WRITTEN PROBLEM ▸ Return the material below in full and exactly.

ENTRIES ▸
»»

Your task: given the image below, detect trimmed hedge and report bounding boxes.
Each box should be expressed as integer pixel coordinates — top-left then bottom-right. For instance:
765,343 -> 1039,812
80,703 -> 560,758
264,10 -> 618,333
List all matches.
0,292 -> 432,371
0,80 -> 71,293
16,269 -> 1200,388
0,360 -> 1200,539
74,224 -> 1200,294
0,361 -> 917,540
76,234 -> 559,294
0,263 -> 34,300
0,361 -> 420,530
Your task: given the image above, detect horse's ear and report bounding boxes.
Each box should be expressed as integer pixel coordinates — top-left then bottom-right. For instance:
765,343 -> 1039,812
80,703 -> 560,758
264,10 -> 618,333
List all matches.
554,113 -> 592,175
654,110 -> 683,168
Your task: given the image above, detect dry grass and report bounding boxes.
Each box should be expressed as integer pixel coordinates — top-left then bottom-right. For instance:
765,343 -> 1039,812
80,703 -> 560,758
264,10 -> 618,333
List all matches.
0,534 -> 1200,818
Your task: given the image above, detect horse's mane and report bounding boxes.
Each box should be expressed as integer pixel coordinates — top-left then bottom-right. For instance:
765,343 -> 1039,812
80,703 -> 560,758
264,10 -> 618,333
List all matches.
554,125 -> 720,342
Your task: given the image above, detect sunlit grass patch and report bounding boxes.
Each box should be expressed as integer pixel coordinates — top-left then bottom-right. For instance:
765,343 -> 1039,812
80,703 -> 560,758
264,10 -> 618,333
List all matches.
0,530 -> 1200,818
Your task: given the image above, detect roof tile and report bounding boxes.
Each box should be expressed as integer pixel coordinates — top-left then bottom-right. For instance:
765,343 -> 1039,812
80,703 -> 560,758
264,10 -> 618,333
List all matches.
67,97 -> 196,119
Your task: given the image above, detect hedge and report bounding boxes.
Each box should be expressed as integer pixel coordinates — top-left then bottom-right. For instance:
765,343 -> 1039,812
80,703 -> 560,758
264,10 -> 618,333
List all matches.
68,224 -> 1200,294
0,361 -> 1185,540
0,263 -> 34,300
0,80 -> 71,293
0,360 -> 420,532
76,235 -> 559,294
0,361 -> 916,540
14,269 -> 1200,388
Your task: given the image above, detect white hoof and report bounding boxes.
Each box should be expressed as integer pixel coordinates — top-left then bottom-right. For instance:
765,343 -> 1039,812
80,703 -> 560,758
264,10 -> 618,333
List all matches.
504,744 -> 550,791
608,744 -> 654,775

««

COMPLETED TASK ▸
Your task: given the image below, detect trimmed hedge and report bounding boxes.
Each box should be expressed as integer pixel coordinates — top-left then bottom-right. For instance:
765,343 -> 1039,812
80,703 -> 560,758
264,10 -> 618,333
List all matches.
0,292 -> 432,371
0,80 -> 71,293
16,269 -> 1200,388
0,360 -> 1200,539
74,224 -> 1200,294
0,361 -> 917,540
76,234 -> 559,294
0,263 -> 34,300
0,361 -> 420,530
Your task: given the image above, detect horse's ear and report bounding boxes.
Each box should be expressed as integer pixel coordinates — top-left then bottom-right. For instance:
765,343 -> 1039,812
80,703 -> 560,758
264,10 -> 618,333
List all matches.
554,113 -> 592,175
654,110 -> 683,168
Your task: given the image above, detect dry grass and report bounding boxes.
Each box should be expressed as integer pixel coordinates — top-left then bottom-right. For instance:
765,343 -> 1039,812
80,703 -> 560,758
264,10 -> 618,333
List all matches.
0,534 -> 1200,818
Your task: given the image above, detect horse's mane and report bounding boxes.
Each box should be expressed as integer pixel coordinates — top-left then bottom-right. For instance:
765,343 -> 1039,812
80,703 -> 560,758
264,10 -> 618,333
List all matches.
554,125 -> 720,342
Your task: given the image above, detect sunlit grass patch and report bounding boxes.
Each box should be expressed as integer pixel coordinates — top-left then bottom-right. For instance:
765,343 -> 1039,812
80,703 -> 560,758
264,10 -> 618,333
List all matches.
0,530 -> 1200,818
Your task: given the image above, detect roof tile and report bounding boxes.
Each box should be expressed as integer pixel coordinates — top-left then bottom-right. For instance:
765,343 -> 1039,812
80,703 -> 560,758
264,10 -> 618,333
List all matches.
67,97 -> 196,119
Your task: given the image above, detect hedge and report bounding boxes.
Each box should be expressed as integer pixel coordinates — top-left then bottom-right. For instance:
765,343 -> 1039,812
80,703 -> 560,758
264,10 -> 618,333
List all matches.
68,224 -> 1200,294
0,361 -> 1185,540
0,263 -> 34,300
0,80 -> 71,293
0,360 -> 420,532
76,235 -> 559,294
0,361 -> 916,540
14,269 -> 1200,388
Your task: given the image above, detect white hoof and report bounding boxes.
Each box should be expressed as integer pixel coordinates — top-left then bottom-right. For instance:
765,343 -> 1039,812
80,703 -> 560,758
264,10 -> 618,333
List all matches.
504,744 -> 550,791
608,744 -> 654,775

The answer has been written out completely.